_Given problem_
From the line containing "the rider's leg" down to the last line of the material, return those lines verbatim and only those.

_Material for this exercise_
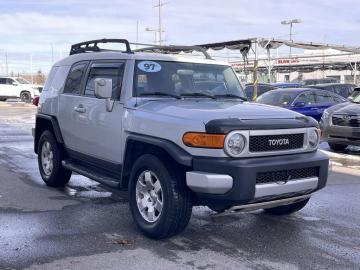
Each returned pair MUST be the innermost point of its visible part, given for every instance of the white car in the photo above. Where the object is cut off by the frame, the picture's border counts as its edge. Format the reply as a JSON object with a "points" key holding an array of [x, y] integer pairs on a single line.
{"points": [[17, 87]]}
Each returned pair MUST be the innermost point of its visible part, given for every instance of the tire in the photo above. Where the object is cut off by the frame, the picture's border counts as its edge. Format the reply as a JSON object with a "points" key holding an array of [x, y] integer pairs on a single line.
{"points": [[337, 147], [176, 207], [50, 157], [25, 97], [287, 209]]}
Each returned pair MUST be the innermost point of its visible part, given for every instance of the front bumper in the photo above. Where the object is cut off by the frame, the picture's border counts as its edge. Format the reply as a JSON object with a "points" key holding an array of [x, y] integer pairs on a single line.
{"points": [[233, 181]]}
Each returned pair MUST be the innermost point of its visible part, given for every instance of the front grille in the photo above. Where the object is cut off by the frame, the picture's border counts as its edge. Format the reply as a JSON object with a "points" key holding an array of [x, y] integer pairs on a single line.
{"points": [[286, 175], [346, 120], [267, 143]]}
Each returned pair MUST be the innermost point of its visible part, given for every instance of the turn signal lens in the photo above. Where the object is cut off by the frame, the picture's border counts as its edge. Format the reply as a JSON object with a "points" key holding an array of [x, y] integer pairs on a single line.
{"points": [[204, 140]]}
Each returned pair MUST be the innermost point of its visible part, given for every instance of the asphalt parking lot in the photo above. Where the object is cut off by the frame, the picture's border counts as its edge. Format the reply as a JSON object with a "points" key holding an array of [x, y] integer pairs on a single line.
{"points": [[85, 226]]}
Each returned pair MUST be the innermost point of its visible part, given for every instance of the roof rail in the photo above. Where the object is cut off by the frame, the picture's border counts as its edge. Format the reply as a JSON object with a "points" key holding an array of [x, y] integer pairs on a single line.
{"points": [[174, 49], [92, 46]]}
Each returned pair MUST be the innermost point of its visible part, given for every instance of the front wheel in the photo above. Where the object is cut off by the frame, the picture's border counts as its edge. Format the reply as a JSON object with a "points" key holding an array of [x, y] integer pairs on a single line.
{"points": [[160, 201], [50, 161], [25, 97], [287, 209]]}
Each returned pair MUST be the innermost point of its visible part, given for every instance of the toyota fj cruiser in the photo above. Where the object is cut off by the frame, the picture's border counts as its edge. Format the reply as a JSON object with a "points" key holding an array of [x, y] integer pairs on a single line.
{"points": [[176, 131]]}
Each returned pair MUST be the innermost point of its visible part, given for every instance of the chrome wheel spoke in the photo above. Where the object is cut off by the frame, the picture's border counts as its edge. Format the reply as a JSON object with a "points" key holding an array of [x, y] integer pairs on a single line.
{"points": [[149, 197]]}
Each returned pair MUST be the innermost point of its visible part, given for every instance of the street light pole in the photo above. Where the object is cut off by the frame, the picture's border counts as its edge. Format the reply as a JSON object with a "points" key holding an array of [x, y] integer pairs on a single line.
{"points": [[291, 22]]}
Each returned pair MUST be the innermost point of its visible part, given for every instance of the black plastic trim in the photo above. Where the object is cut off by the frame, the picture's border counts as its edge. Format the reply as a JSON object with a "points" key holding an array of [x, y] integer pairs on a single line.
{"points": [[176, 152], [226, 125], [244, 171], [106, 167], [55, 126]]}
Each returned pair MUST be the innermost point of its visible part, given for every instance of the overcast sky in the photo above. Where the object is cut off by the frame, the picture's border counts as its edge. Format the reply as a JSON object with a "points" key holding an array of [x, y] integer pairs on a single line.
{"points": [[29, 27]]}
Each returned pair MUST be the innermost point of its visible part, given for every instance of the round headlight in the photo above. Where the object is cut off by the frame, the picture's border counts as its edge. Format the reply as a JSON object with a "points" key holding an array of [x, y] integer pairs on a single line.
{"points": [[314, 138], [234, 144]]}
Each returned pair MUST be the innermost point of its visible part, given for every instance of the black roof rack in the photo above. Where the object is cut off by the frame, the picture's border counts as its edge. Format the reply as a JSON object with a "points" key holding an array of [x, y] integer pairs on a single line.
{"points": [[92, 46], [174, 49]]}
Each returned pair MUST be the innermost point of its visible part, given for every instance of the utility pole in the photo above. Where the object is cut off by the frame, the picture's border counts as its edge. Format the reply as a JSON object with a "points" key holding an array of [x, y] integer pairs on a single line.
{"points": [[6, 64], [291, 22], [160, 28]]}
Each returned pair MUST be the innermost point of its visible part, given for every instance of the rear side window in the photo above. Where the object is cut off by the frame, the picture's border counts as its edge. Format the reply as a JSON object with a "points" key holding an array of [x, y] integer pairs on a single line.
{"points": [[322, 97], [50, 78], [113, 71], [74, 79]]}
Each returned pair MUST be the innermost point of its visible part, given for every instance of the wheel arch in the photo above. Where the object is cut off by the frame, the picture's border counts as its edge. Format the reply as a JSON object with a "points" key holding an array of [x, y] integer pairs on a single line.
{"points": [[46, 122], [137, 145]]}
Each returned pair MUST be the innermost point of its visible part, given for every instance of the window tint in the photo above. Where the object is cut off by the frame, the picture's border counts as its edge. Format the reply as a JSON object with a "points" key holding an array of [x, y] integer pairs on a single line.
{"points": [[342, 90], [9, 81], [73, 81], [322, 97], [107, 71], [50, 78], [308, 98]]}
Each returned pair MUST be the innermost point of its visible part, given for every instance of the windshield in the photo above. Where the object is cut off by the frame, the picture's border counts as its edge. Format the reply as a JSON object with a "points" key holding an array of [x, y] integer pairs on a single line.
{"points": [[185, 80], [356, 99], [22, 81], [277, 98]]}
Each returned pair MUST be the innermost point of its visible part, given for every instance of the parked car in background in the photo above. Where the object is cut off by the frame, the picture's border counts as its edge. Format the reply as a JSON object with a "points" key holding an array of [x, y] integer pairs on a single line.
{"points": [[262, 88], [17, 87], [342, 89], [354, 94], [306, 101], [340, 125], [287, 85], [319, 81]]}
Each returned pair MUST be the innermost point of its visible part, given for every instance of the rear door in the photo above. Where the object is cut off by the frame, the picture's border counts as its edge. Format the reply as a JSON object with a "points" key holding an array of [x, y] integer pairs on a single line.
{"points": [[90, 131]]}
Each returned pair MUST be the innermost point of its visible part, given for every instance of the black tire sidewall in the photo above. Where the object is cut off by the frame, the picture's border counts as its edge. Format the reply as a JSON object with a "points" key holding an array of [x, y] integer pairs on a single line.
{"points": [[152, 163], [51, 180], [27, 100]]}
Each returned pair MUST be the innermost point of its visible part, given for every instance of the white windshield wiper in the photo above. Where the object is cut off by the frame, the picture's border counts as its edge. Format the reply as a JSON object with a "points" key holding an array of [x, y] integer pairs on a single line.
{"points": [[159, 93], [197, 94], [232, 96]]}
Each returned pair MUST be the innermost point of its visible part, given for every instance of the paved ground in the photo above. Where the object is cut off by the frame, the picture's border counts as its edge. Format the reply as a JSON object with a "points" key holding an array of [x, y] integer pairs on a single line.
{"points": [[85, 226]]}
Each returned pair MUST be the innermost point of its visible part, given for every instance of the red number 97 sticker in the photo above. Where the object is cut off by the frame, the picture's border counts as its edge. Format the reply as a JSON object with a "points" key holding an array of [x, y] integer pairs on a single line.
{"points": [[149, 66]]}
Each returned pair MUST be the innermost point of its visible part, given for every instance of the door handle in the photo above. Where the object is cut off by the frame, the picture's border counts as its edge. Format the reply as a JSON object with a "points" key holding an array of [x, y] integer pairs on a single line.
{"points": [[80, 109]]}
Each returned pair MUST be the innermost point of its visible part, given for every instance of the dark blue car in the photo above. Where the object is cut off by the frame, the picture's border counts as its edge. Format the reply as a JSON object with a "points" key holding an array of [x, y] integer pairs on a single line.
{"points": [[307, 101], [287, 85]]}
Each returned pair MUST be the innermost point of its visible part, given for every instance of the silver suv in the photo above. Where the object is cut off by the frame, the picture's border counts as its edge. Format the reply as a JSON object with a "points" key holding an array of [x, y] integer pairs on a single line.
{"points": [[175, 131]]}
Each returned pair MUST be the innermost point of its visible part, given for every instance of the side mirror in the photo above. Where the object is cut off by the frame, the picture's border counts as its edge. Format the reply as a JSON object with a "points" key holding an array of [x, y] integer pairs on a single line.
{"points": [[103, 90], [299, 104]]}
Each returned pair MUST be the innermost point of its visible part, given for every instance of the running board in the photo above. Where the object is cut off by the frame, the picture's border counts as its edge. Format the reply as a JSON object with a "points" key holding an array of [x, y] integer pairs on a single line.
{"points": [[92, 174]]}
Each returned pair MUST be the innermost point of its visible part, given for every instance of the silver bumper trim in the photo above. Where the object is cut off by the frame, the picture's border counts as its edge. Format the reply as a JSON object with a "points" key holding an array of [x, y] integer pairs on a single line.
{"points": [[269, 204], [209, 182], [292, 186]]}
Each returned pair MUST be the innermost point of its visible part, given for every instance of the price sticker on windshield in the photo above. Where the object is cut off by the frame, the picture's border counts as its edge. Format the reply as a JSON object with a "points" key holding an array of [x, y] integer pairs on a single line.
{"points": [[149, 66]]}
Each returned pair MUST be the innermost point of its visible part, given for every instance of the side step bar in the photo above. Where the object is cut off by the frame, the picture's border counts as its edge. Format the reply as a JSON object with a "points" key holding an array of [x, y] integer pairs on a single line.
{"points": [[92, 174]]}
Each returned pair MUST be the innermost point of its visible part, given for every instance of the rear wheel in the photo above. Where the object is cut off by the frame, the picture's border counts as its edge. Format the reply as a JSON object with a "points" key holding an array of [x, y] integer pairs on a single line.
{"points": [[287, 209], [160, 201], [50, 161], [25, 97], [337, 147]]}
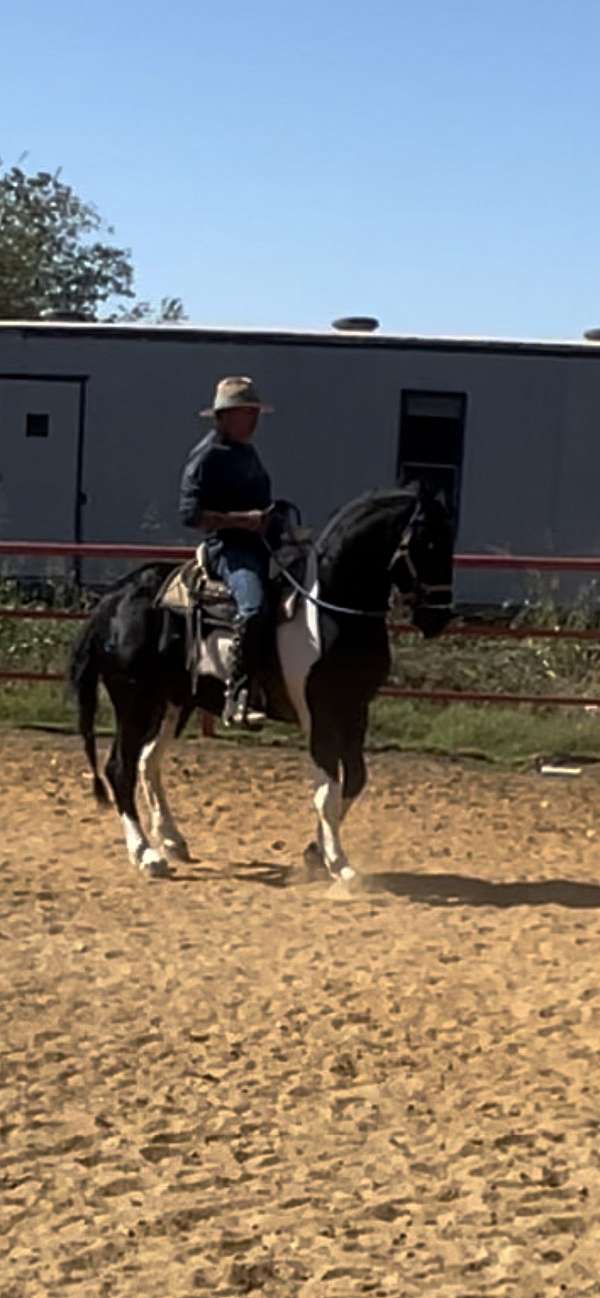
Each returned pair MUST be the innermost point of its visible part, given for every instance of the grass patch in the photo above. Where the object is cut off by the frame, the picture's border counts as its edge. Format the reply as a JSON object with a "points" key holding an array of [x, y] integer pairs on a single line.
{"points": [[503, 734]]}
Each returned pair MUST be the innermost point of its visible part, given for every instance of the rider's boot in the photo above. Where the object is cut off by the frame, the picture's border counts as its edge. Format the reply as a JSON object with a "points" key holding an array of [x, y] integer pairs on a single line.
{"points": [[239, 710]]}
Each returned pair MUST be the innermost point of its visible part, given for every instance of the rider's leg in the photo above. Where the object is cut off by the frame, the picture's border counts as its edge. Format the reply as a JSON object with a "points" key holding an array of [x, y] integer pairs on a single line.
{"points": [[244, 573]]}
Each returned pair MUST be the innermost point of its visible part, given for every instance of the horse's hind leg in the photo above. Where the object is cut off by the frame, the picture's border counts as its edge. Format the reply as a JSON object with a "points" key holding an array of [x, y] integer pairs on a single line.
{"points": [[122, 772], [162, 827]]}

_Final answer_
Each returned pair MUST be the innermost point of its visible part, given for every instance of the rider's leg in the photo above. Where the object is cut off by the frame, the picture's border counts as its edge. Format the reply as a JSON object with a "points" key holding an array of [x, y] integer pairs on a single line.
{"points": [[244, 573]]}
Each returned pair MUST be the innermost point of its visible part, given for every instance of the horse's hind leg in the photo above. Where the object is cut off by the frame, the picture's border counts as its edge. Format the reply as a JSON object with a "points" key holding an array of [x, y] integer pairs on a single line.
{"points": [[122, 772], [162, 827]]}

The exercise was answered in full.